▶ [Prompt] Repeat the data below exactly. Include each line.

▶ [Data supplied]
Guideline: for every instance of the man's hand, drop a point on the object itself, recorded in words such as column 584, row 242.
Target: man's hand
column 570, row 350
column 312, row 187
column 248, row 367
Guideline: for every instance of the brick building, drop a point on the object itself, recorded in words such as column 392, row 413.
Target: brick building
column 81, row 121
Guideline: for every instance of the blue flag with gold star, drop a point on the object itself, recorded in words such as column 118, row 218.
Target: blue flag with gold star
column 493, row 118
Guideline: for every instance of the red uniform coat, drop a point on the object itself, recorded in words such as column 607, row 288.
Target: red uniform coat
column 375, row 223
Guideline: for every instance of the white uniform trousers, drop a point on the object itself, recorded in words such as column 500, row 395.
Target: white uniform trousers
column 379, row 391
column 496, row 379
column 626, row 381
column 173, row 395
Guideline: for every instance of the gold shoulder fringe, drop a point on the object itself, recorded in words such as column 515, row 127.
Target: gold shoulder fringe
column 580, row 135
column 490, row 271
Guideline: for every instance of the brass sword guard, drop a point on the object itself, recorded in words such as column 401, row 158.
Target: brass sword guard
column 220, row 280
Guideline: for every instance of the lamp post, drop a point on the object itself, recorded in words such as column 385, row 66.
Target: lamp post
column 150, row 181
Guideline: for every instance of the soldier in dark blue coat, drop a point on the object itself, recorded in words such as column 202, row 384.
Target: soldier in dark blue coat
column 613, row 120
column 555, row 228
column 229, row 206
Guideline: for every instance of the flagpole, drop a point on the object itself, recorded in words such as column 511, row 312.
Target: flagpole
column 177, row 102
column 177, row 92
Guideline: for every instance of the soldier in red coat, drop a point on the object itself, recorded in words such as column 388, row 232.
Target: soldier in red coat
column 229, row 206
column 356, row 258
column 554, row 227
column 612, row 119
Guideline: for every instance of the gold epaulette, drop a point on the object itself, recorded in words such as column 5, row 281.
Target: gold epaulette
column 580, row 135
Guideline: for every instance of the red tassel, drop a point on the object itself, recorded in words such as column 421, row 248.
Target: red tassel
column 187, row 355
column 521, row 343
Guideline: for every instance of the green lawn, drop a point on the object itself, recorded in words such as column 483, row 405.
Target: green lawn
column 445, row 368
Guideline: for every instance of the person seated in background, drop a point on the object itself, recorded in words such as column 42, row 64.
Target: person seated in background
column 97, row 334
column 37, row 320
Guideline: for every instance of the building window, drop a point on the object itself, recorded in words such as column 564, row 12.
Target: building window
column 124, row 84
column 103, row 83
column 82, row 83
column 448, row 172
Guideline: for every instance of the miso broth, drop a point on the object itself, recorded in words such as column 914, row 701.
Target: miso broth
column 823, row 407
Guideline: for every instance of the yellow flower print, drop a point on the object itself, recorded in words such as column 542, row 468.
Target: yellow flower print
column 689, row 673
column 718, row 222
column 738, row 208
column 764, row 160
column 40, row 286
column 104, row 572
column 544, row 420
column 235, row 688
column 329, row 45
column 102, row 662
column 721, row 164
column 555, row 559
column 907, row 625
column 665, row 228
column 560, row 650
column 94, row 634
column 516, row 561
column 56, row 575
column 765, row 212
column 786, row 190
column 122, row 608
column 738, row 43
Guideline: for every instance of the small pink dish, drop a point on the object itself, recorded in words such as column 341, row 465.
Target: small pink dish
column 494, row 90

▶ [Task response]
Guideline: for every instance of the man's hand, drop a point on the object itself, recorded in words such as column 584, row 242.
Target: man's hand
column 570, row 350
column 312, row 187
column 248, row 367
Guideline: for every instance of the brick building, drop a point on the object itself, recorded in words such as column 392, row 413.
Target: brick building
column 81, row 121
Guideline: for every instance of the blue flag with gold star, drop a point on the object itself, recorded in words such as column 118, row 218.
Target: blue flag with gold star
column 493, row 118
Guideline: for every instance of the red uniform coat, drop a point on the object itself, recorded in words such as column 607, row 288.
Target: red uniform coat
column 375, row 223
Guideline: for every instance of the white uniform trousers, drop a point on the object itself, recorded in words such as column 500, row 395.
Target: white uniform trousers
column 379, row 391
column 496, row 379
column 626, row 381
column 173, row 395
Guideline: for every instance of the gold shoulder fringe, drop a point on the object itself, recorded in words such as column 515, row 127.
Target: gold shoulder fringe
column 580, row 135
column 490, row 271
Guideline: for every instance of the brass sword guard, drop a point on the object itself, recorded in words such as column 401, row 158.
Target: brass sword guard
column 220, row 280
Guideline: for every instance of the lamp post, drop a point on the object itself, recorded in words such as column 385, row 66.
Target: lamp post
column 150, row 181
Guideline: for every instance of the soldier in dark blue coat, drop a point on the object itself, recorded in words such as column 202, row 384.
Target: soldier in dark blue coat
column 613, row 120
column 555, row 228
column 229, row 206
Guideline: for every instance of the flagpole, drop a point on the object itself, recorded in words such as column 511, row 312.
Target: flagpole
column 177, row 102
column 177, row 92
Guideline: for every instance of the soldier in red coat, drop a point on the object itself, recorded in words such as column 388, row 232.
Target: soldier in red coat
column 229, row 206
column 356, row 258
column 554, row 227
column 612, row 119
Guideline: for every instance of the gold epaulette, drop a point on the object itself, recorded in words such as column 5, row 281.
Target: gold epaulette
column 580, row 135
Guideline: for every instance of the red tassel, drop a point on the object itself, recorded in words such as column 421, row 248.
Target: red tassel
column 187, row 355
column 521, row 343
Guideline: for every instance of the green lawn, drop a point on the object itself, recorded in words such as column 483, row 405.
Target: green lawn
column 445, row 368
Guideline: for every instance of the person seated in background, drop a point on the object itself, recorded in words such as column 42, row 64.
Target: person seated in background
column 97, row 334
column 37, row 320
Guideline: for every instance of the building window, drop a point on the object itself, recorded in words such as column 564, row 12.
Target: building window
column 124, row 84
column 103, row 83
column 82, row 83
column 448, row 172
Guideline: for every instance of the miso broth, drop a point on the object itself, recorded in words such as column 914, row 701.
Target: miso broth
column 823, row 407
Guideline: for every instance of the yellow flower print, drop a point on the object itself, recorded in words such as column 542, row 468.
Target: yellow flower print
column 689, row 673
column 718, row 222
column 738, row 208
column 764, row 160
column 40, row 286
column 104, row 572
column 544, row 420
column 235, row 688
column 329, row 45
column 102, row 662
column 721, row 164
column 555, row 559
column 907, row 625
column 665, row 228
column 560, row 650
column 94, row 634
column 516, row 561
column 56, row 575
column 765, row 212
column 786, row 190
column 122, row 608
column 738, row 43
Guideline: for every instance of the small pink dish, drop a point on the object itself, recorded in words such as column 341, row 465.
Target: small pink dish
column 494, row 90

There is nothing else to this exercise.